= DIRECTIONS =
Copy out the data below as written; omit any images.

= RECORD SET =
┄┄┄┄┄┄┄┄┄┄┄┄┄┄┄┄┄┄┄┄

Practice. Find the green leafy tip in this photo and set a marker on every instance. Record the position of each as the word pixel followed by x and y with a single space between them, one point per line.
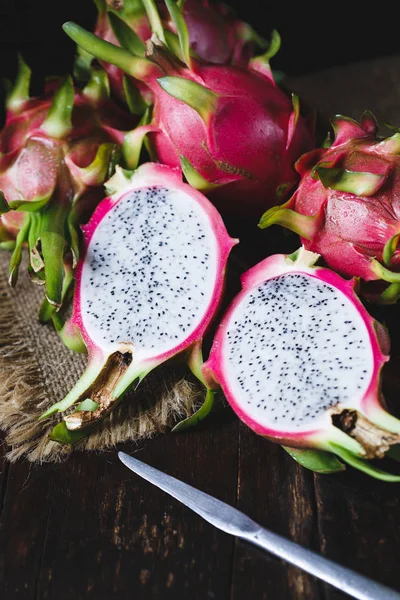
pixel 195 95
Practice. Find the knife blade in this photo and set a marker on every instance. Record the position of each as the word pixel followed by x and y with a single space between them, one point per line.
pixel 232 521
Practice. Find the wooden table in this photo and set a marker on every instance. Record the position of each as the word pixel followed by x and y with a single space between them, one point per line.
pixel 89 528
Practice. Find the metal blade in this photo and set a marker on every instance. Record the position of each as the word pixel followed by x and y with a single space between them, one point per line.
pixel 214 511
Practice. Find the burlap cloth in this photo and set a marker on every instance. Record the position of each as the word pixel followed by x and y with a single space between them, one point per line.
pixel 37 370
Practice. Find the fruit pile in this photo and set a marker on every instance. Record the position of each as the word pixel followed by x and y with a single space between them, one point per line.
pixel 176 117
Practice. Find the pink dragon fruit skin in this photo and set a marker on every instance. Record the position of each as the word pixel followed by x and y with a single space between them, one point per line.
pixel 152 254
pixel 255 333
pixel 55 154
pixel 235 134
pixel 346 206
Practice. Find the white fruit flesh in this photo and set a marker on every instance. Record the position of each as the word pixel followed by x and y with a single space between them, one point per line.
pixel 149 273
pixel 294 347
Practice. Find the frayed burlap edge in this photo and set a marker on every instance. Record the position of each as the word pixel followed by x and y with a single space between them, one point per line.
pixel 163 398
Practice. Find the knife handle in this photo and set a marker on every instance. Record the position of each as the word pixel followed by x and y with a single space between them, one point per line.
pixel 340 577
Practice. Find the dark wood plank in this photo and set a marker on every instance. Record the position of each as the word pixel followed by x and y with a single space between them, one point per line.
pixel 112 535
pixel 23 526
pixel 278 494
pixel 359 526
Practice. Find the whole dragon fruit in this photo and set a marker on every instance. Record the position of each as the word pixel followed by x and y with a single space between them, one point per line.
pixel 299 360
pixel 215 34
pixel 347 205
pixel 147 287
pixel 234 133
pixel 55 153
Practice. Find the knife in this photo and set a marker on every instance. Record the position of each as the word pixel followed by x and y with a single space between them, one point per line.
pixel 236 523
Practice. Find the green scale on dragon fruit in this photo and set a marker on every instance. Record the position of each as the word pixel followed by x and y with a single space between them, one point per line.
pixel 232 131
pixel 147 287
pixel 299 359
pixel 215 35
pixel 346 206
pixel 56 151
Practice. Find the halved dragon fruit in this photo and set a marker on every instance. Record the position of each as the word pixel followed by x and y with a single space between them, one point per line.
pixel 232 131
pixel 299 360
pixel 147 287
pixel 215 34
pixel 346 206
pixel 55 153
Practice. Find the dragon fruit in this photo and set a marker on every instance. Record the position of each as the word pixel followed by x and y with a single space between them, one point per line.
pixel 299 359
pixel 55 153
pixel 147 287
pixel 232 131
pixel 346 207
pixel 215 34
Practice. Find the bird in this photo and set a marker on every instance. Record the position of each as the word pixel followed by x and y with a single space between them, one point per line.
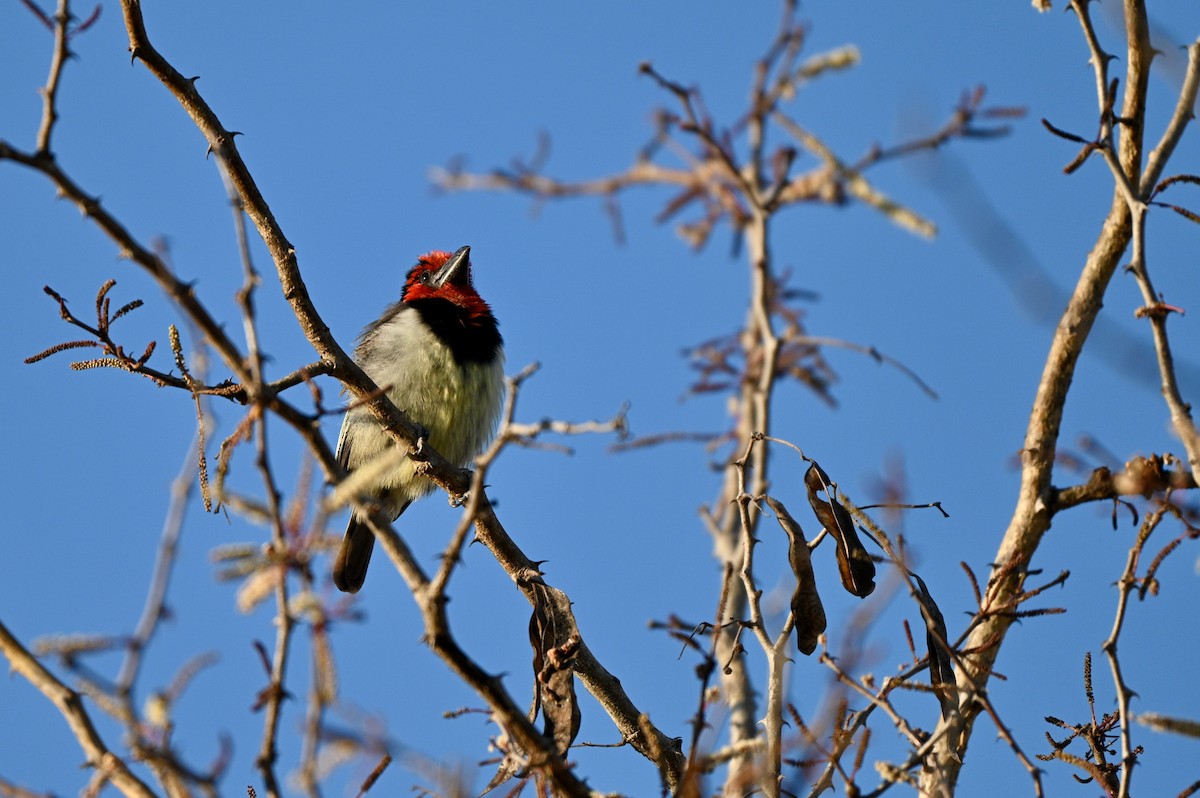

┄┄┄┄┄┄┄┄┄┄┄┄┄┄┄┄┄┄┄┄

= COMPLETE RESPONSE =
Practice. Find the green leafy tip in this photo and set a marker on every instance. Record the position of each as the word pixel followed by x and y with a single space between them, one point per line.
pixel 195 95
Practice. Find the knife blade in this photo and set a marker on every instance. Record the position of each as the word pixel followed by x and y with a single space between them, one point per line.
pixel 232 521
Practice. Find the wooden table in this photo and set a marker on every instance. Record the position of each as the word pixel followed by x and y with a single space between them, one point per line.
pixel 89 528
Practice. Find the metal blade in this photo and set a marker on every instance. Record the position of each as the word pixel followed by x and y with a single space between them, one point per line.
pixel 214 511
Practice. Find the burlap cloth in this photo and set a marker on every instance. Record the position of each as the word pixel followed by x and y with a single space between them, one point per line.
pixel 37 370
Practice. Find the fruit pile in this photo and set a marker on every instance. Record the position of each as the word pixel followed by x and y with a single space between them, one point per line.
pixel 176 117
Practice. Find the pink dragon fruit skin in this photo and set a marker on every instance. Record the position of each as the word pixel followed by x and y with a single space between them, one point per line.
pixel 152 254
pixel 255 333
pixel 55 154
pixel 235 134
pixel 346 206
Practice. Find the white fruit flesh in this photo and set a marker on every instance. Record the position of each as the word pixel followed by x and y with a single space between them, one point per line.
pixel 149 273
pixel 294 347
Practice. Find the frayed burlap edge in this photo and set a marker on every instance. Record the position of each as the word pixel followed by x and y with a single space between them, one point per line.
pixel 163 398
Practice. Find the knife handle in this photo and set a marker on every instance. Record the position of each as the word pixel followed by x and y with a single space between them, one point per line.
pixel 340 577
Practice. Find the dark wood plank in this photo and set a marker on every instance. Record the position of each as the word pixel followed by x and y with a single space between them, one point per line.
pixel 112 535
pixel 23 526
pixel 278 494
pixel 359 526
Practice. Find the whole dragon fruit in this photo and set a marker on every instance. Record the position of each as the word pixel followed by x and y with a single space between them, one point per line.
pixel 299 360
pixel 215 34
pixel 347 205
pixel 147 287
pixel 234 133
pixel 55 153
Practice. Find the knife in this photo and set a marker on every instance. Record the position of each as the word pixel followed by x and y with a single space between them, one point per line.
pixel 236 523
Practice. Find the green scale on dragon fruit in this photo and set a marker on every instance. Record the position of each as the word pixel followed by x and y with a single space between them, one point per line.
pixel 232 131
pixel 147 287
pixel 299 359
pixel 215 35
pixel 346 206
pixel 56 151
Practice. Find the halved dragon fruit in this photo and set a marker on every instance. Record the position of each as the word pixel followed by x and y with a single space between them, one point per line.
pixel 232 131
pixel 299 360
pixel 147 287
pixel 215 34
pixel 346 206
pixel 55 153
Practice. Find the dragon fruit in this photo and set a marker on every instance. Record the position of each as the word pixel followed by x and y with a single space between them, one point per line.
pixel 299 359
pixel 55 153
pixel 147 287
pixel 232 131
pixel 346 207
pixel 215 34
Practice. Find the bird in this photo and set a marker on every instance. Record the position of each as the word pixel followed by x and y with a single space between them, one point per line.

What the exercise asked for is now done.